[WHAT YOU SHOULD DO] Please rewrite the lines from the one containing "Study the photograph above. For every instance of the gold braid" through the one containing "(1126, 835)", both included, as a Markdown table with the columns Number and Content, skipping any blank lines.

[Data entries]
::::::::::

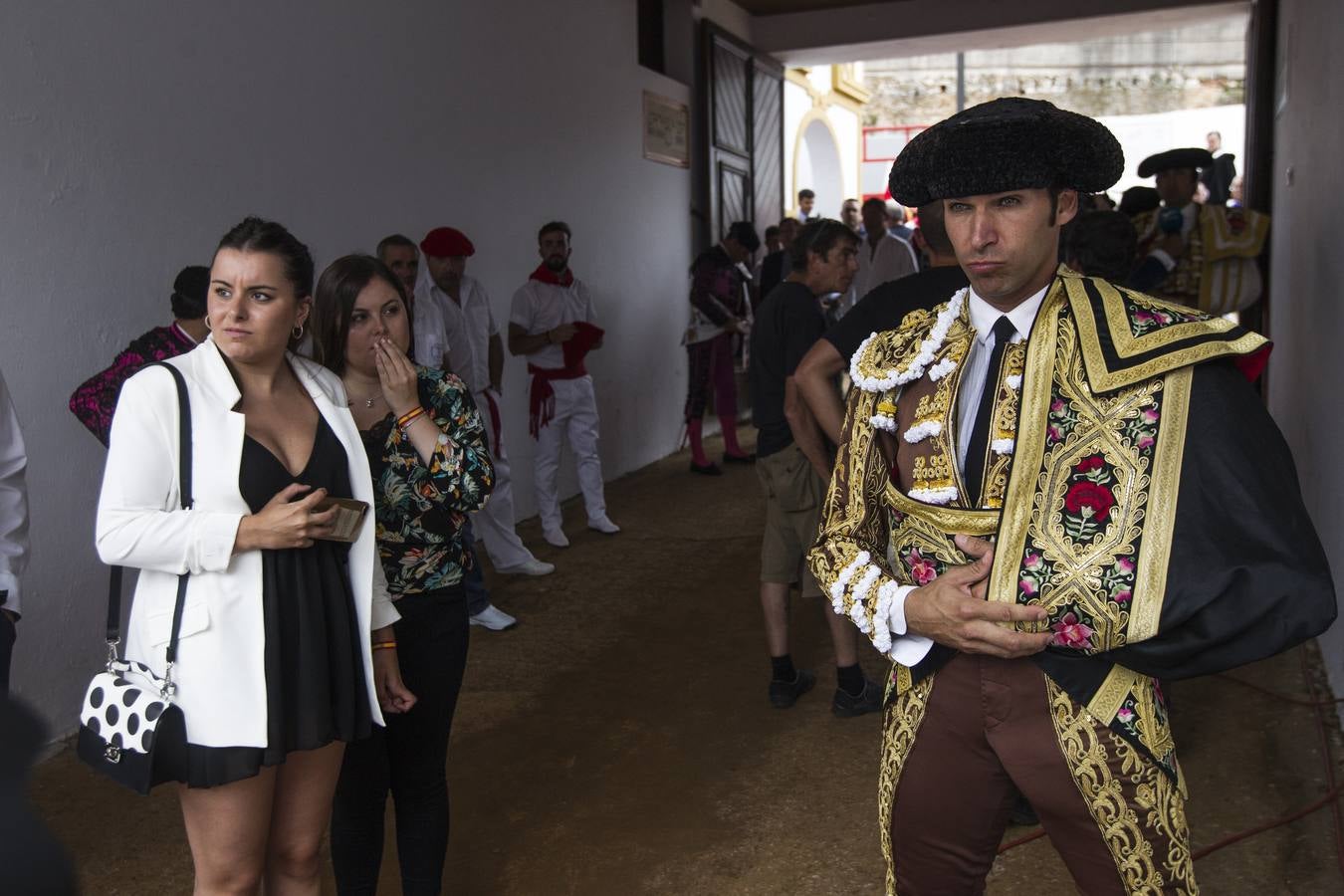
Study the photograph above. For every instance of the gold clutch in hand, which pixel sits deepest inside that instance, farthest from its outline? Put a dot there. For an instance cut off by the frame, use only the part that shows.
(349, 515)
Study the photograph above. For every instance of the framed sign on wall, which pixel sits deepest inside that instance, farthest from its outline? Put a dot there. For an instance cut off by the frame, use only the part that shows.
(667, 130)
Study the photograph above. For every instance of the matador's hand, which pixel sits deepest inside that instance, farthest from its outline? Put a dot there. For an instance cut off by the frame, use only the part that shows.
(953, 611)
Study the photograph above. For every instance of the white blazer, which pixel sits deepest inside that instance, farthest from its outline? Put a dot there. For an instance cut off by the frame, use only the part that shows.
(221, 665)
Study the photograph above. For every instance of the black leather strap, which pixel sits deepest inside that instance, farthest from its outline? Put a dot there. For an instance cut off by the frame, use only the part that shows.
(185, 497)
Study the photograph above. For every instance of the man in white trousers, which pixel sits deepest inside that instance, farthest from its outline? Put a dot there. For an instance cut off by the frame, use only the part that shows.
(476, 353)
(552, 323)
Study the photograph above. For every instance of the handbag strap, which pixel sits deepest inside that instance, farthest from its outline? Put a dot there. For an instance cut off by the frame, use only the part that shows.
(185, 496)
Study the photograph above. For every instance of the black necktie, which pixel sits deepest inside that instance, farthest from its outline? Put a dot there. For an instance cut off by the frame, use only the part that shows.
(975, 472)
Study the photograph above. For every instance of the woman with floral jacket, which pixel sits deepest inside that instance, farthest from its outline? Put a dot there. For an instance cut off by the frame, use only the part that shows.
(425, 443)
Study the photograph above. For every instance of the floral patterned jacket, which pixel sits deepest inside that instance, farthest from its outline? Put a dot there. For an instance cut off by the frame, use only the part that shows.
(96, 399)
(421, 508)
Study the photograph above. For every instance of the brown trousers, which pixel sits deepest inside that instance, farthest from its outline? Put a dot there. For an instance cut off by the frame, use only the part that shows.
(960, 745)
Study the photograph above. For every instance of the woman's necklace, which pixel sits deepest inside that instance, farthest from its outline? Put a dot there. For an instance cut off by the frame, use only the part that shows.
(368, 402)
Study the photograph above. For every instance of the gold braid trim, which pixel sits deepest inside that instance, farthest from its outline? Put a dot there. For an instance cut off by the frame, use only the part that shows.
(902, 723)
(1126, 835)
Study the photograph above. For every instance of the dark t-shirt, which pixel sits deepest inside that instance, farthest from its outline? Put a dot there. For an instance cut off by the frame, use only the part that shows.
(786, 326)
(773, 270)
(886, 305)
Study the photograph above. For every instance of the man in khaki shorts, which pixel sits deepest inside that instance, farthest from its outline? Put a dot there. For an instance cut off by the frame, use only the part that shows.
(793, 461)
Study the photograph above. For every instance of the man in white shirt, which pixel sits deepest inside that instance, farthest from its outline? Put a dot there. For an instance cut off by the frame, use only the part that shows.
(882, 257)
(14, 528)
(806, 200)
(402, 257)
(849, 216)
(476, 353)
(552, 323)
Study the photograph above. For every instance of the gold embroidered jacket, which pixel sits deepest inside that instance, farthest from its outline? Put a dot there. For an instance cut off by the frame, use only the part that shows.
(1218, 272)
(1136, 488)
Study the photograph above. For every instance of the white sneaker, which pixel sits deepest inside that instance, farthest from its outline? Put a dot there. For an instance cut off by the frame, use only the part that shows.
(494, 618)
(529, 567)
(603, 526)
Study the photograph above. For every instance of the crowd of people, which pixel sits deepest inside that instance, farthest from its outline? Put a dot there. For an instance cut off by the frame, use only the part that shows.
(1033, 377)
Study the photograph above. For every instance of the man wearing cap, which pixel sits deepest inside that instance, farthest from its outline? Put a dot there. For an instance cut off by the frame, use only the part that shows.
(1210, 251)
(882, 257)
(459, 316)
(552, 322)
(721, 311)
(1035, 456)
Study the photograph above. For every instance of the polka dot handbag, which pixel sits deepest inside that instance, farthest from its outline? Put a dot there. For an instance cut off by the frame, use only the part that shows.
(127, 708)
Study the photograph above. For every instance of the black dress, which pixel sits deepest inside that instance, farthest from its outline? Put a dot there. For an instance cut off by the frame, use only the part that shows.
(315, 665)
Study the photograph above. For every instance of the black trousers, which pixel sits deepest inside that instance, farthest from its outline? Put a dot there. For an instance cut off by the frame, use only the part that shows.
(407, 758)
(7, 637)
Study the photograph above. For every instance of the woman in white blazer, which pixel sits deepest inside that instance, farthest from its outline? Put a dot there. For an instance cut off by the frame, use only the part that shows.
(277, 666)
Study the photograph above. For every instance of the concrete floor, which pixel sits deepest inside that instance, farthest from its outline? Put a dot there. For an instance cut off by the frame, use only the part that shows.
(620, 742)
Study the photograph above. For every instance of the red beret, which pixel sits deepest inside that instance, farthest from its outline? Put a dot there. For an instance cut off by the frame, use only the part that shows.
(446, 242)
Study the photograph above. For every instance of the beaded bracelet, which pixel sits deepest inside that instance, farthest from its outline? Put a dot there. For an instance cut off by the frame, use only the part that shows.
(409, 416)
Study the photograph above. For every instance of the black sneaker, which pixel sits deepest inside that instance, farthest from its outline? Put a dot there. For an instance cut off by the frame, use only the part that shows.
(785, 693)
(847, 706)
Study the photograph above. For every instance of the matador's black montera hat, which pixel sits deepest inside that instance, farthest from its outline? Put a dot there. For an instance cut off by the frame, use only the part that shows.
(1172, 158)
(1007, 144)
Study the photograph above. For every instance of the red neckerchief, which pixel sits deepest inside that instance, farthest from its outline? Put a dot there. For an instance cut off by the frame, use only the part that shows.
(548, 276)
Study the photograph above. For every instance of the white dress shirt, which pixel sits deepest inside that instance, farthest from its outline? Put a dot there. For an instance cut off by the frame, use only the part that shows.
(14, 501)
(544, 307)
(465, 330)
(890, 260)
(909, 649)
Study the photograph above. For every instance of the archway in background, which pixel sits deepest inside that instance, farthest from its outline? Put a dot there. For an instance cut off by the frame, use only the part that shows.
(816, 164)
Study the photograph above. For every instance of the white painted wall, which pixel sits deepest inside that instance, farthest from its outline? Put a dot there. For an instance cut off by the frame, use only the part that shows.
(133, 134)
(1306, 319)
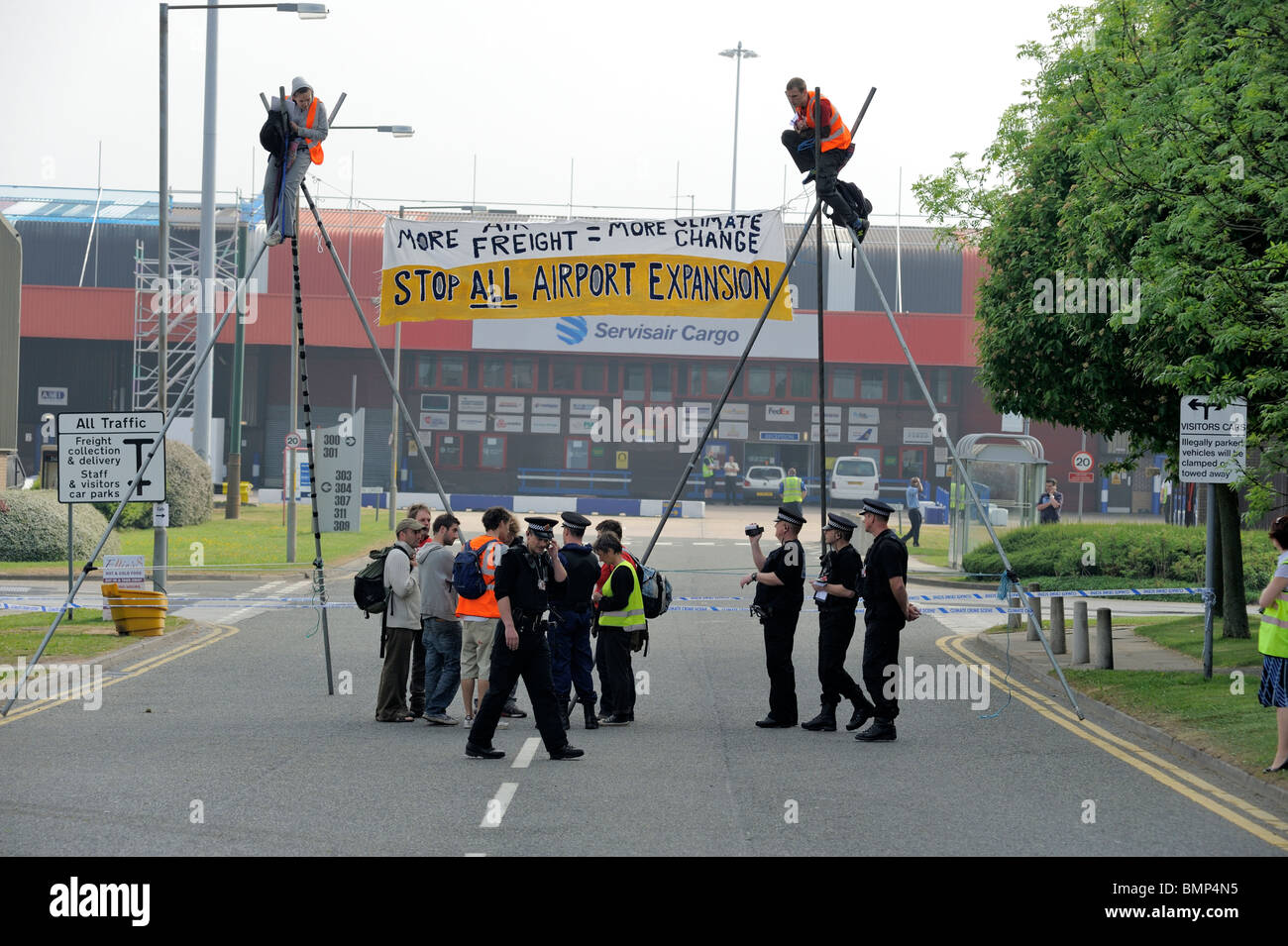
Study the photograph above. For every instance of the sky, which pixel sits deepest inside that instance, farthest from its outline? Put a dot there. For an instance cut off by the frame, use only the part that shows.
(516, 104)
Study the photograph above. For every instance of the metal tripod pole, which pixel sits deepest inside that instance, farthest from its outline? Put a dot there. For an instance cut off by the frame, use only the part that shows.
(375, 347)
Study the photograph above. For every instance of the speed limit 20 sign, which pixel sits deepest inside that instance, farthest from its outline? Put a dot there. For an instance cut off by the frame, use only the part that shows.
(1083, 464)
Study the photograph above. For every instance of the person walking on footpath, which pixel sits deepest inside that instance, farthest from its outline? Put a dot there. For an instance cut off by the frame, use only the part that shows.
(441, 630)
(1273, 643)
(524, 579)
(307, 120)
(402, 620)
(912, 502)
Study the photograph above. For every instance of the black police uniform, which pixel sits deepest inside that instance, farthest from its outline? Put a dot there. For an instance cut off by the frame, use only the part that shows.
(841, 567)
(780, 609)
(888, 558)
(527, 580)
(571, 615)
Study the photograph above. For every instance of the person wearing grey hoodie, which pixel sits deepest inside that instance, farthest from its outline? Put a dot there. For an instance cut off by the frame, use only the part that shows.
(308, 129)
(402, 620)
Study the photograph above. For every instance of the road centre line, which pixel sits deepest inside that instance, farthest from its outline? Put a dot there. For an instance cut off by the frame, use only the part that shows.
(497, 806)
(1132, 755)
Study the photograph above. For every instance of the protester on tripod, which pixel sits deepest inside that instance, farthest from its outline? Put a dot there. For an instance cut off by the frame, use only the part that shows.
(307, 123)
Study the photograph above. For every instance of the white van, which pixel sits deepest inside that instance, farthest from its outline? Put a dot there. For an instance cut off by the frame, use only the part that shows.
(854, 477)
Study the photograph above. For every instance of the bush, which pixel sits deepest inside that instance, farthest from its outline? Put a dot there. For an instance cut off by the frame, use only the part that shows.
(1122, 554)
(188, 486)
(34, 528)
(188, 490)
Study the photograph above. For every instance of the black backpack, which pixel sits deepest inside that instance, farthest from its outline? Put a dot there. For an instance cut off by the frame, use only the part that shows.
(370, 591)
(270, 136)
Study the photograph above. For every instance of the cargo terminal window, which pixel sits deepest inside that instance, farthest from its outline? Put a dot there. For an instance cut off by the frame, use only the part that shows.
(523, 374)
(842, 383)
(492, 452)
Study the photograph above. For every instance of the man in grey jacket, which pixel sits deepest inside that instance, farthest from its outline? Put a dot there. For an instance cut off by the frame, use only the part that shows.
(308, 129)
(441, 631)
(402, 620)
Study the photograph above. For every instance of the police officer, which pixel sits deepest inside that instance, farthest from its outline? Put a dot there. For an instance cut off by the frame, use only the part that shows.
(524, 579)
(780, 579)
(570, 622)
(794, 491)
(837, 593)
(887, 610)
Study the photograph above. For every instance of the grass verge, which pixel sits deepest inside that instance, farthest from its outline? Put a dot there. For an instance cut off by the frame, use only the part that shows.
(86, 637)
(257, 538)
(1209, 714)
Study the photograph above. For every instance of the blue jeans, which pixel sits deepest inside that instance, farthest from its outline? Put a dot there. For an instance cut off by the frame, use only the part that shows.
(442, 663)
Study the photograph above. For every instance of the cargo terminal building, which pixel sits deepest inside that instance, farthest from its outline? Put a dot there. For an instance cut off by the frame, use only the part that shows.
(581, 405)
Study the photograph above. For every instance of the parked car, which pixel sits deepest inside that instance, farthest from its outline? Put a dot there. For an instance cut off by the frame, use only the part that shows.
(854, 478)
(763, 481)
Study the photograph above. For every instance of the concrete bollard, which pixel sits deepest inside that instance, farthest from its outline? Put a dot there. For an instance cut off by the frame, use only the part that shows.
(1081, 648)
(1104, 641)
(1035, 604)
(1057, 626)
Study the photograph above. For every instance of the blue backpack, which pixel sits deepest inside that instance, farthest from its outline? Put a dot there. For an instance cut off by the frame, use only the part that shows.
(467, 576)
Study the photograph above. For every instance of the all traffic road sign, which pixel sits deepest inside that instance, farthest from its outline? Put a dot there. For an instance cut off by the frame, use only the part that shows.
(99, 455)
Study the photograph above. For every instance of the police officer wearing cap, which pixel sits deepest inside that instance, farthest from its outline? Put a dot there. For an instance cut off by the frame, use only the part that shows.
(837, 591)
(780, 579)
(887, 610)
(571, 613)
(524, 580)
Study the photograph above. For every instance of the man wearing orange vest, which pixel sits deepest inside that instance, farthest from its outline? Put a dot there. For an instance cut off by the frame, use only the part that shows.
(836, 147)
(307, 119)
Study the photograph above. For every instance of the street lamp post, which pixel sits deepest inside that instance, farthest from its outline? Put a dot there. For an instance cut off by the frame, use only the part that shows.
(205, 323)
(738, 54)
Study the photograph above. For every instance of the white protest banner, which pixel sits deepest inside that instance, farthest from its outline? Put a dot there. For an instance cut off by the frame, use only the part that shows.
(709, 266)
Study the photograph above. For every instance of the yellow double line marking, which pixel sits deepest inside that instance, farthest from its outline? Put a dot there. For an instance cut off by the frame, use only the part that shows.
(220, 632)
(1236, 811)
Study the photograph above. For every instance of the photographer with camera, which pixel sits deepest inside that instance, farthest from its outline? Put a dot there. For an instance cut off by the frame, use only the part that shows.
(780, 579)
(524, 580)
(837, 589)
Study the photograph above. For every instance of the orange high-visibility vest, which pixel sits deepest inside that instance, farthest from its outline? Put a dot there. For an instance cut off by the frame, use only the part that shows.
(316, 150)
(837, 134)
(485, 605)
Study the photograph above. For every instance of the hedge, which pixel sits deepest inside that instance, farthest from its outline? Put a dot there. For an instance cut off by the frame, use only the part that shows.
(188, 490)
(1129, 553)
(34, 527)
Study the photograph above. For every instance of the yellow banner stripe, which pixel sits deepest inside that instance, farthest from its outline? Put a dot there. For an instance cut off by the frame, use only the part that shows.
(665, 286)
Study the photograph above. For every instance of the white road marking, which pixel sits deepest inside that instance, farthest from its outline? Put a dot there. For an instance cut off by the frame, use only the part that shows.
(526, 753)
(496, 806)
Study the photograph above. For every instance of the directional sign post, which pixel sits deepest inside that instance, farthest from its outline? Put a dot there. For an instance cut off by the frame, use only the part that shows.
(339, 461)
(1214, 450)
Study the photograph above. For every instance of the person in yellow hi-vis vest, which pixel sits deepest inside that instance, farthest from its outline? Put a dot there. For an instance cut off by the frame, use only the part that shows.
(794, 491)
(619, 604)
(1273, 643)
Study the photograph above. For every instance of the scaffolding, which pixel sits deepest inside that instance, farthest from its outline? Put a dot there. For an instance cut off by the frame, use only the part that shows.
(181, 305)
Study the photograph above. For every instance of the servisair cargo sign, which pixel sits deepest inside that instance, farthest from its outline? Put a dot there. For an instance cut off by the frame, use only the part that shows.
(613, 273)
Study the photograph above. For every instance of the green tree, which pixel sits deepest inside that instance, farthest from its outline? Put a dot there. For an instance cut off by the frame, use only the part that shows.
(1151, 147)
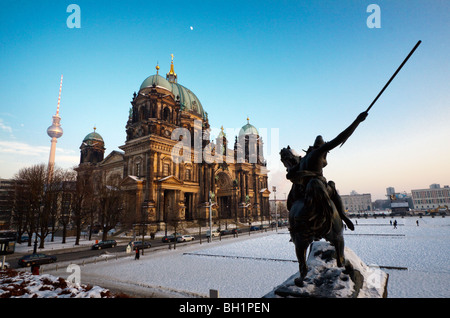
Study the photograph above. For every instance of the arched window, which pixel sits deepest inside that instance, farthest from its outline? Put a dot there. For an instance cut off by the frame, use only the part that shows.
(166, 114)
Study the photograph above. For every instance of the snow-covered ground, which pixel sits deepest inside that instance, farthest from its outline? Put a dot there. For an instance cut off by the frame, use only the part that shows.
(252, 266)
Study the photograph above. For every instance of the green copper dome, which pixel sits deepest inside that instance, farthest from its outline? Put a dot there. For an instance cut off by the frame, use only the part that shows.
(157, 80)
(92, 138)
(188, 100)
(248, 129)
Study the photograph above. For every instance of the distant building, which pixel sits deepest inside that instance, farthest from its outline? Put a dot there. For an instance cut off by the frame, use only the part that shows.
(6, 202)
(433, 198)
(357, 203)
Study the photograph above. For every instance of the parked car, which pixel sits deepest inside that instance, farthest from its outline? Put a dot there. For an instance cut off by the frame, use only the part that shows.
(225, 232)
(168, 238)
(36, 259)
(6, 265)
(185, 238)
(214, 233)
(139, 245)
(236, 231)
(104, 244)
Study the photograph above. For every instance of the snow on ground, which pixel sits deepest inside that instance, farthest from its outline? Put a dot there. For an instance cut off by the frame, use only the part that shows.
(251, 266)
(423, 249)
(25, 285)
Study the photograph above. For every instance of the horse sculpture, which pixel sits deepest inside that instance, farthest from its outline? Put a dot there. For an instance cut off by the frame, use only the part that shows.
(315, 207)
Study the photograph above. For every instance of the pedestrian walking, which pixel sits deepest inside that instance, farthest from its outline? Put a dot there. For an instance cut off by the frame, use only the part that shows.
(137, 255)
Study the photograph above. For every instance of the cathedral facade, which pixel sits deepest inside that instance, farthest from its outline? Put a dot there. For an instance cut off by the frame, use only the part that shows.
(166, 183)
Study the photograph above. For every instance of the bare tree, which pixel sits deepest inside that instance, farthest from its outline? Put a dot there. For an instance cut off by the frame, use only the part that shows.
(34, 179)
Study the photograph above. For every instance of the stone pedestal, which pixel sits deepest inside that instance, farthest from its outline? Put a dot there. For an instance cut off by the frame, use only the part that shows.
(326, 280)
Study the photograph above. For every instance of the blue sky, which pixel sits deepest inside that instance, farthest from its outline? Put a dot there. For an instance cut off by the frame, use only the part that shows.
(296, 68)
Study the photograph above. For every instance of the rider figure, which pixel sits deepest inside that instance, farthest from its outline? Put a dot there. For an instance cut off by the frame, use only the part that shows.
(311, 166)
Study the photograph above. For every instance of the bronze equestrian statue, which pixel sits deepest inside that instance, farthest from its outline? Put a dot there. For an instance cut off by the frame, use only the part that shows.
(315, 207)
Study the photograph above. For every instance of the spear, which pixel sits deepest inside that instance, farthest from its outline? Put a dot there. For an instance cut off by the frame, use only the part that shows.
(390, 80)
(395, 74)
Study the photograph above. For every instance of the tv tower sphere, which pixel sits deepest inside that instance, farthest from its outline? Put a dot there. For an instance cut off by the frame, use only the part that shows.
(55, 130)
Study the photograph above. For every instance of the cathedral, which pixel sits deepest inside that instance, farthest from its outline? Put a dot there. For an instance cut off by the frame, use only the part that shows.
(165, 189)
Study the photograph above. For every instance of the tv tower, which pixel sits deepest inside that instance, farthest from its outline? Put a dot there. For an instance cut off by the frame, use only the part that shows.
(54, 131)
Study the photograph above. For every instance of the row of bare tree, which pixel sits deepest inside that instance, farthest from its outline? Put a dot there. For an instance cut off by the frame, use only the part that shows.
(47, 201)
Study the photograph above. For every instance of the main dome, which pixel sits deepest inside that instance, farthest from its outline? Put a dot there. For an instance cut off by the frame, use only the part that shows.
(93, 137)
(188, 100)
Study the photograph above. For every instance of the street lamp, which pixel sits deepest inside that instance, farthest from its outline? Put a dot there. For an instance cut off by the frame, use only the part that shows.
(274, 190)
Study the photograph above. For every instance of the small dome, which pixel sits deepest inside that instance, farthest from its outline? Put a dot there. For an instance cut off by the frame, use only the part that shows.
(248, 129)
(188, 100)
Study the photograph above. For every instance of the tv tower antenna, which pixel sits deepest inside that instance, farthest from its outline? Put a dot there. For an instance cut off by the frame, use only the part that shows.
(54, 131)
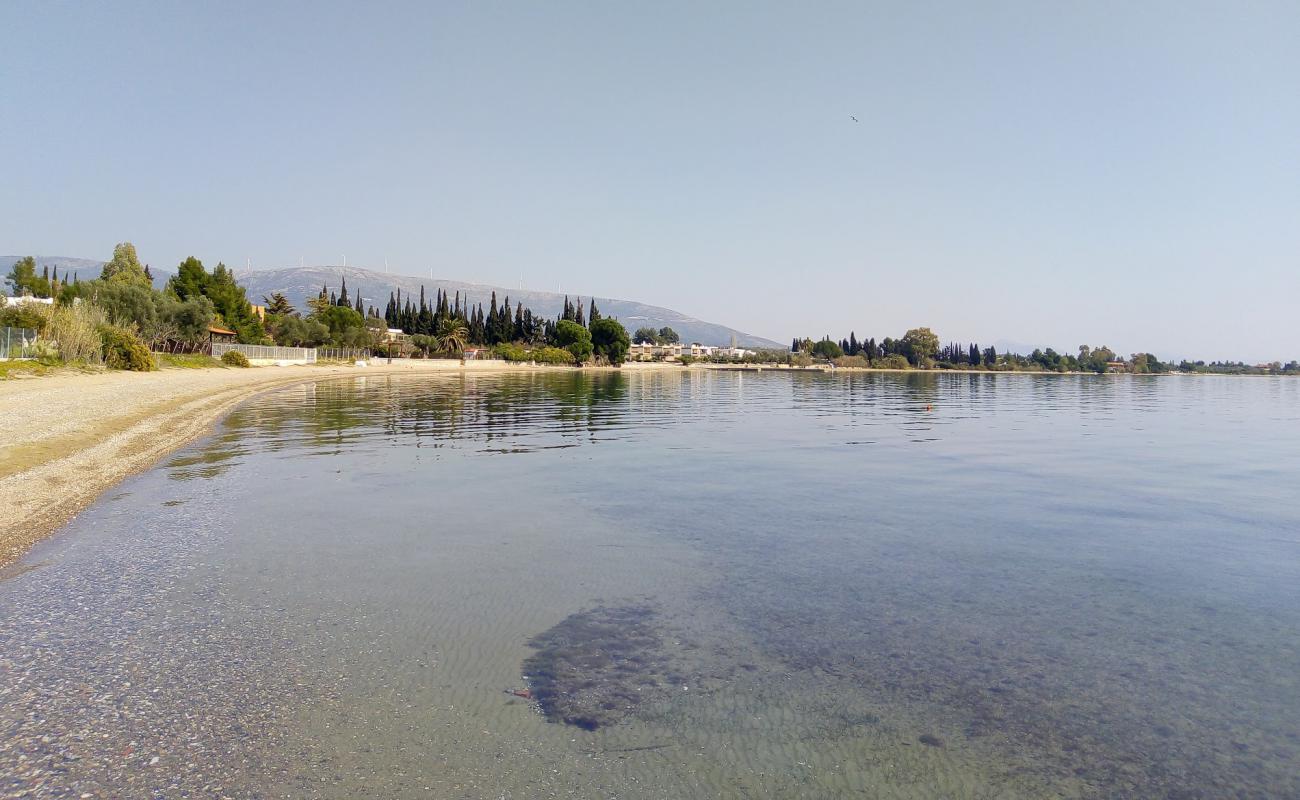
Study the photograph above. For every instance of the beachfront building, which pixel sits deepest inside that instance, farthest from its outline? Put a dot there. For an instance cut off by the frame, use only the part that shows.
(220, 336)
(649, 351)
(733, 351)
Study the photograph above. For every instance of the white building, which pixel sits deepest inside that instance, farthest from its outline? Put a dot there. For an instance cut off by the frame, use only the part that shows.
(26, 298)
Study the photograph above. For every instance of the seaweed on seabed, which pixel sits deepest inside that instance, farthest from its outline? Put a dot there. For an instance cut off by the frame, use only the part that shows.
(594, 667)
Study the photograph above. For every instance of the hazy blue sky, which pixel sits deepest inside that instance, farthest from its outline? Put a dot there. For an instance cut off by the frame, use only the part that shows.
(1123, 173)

::::::::::

[FINISHED ANSWER]
| Number | Content |
|---|---|
| 1 | Study the photograph above. For every instance of the gold braid trim, which pixel sits deepest inside that instance, farthest from its outline? Put a dot there. For an instance cut off by the frame, use only the part that shows. |
| 2 | (902, 723) |
| 3 | (1126, 835) |